MATERIAL PROVIDED >>
:::::
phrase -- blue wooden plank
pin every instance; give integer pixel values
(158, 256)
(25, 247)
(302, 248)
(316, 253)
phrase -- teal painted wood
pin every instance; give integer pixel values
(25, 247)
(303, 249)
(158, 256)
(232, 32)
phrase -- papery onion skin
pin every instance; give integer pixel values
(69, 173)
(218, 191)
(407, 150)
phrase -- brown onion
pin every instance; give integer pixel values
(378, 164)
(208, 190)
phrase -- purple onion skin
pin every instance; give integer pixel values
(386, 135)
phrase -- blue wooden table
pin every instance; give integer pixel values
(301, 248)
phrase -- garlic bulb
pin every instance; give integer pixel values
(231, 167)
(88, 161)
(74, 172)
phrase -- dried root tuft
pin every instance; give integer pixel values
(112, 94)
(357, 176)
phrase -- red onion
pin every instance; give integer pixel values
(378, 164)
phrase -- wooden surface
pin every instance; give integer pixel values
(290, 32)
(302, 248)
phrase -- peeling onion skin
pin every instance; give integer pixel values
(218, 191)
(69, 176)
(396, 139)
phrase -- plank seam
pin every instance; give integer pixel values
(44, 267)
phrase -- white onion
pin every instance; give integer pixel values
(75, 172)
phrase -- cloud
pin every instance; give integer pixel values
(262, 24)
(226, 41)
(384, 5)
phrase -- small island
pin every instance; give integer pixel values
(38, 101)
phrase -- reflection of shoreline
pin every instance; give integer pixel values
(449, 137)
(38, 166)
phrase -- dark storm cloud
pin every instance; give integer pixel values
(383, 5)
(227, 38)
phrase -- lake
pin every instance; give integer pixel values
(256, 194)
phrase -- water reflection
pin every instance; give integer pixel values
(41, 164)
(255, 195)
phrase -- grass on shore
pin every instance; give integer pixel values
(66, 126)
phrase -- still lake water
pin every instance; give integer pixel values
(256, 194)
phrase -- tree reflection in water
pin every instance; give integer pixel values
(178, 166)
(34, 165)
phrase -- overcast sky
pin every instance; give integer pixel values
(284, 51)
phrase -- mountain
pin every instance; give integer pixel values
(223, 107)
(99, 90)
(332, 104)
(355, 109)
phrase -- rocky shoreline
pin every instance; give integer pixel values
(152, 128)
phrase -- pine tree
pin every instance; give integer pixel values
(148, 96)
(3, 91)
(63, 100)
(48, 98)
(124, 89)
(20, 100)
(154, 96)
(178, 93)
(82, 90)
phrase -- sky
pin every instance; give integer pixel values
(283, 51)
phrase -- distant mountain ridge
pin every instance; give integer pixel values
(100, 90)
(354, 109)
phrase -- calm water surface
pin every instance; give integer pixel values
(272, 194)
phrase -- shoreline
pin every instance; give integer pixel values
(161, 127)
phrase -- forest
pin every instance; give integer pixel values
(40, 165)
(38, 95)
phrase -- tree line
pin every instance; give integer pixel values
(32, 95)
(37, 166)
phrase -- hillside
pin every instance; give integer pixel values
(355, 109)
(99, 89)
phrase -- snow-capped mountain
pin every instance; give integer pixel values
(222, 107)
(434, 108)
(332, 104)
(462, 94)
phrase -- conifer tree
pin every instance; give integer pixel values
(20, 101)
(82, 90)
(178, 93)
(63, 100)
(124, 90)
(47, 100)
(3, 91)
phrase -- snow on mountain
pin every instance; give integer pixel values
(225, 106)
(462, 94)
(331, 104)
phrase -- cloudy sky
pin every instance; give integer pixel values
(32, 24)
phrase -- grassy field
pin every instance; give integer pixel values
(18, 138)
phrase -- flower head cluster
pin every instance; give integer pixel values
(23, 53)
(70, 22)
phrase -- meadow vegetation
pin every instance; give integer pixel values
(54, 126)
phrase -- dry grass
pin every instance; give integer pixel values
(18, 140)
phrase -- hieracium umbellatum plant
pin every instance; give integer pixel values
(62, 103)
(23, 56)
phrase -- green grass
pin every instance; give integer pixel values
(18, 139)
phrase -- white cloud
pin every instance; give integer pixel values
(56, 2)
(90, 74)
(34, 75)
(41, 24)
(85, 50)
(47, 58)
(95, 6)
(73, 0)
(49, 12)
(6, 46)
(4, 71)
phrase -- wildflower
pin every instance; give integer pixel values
:::::
TASK DESCRIPTION >>
With the line containing "phrase -- green grass" as the first and the final line of the records as the last, copy that span exactly and nothing more.

RESULT OF THIS EXERCISE >>
phrase -- green grass
pin every instance; give integer pixel values
(18, 139)
phrase -- white cloud
pin every instance; give integer pixel values
(56, 2)
(90, 74)
(34, 75)
(41, 24)
(85, 50)
(47, 58)
(95, 6)
(73, 0)
(49, 12)
(6, 46)
(4, 71)
phrase -- wildflower
pin every instance; give integer pixel values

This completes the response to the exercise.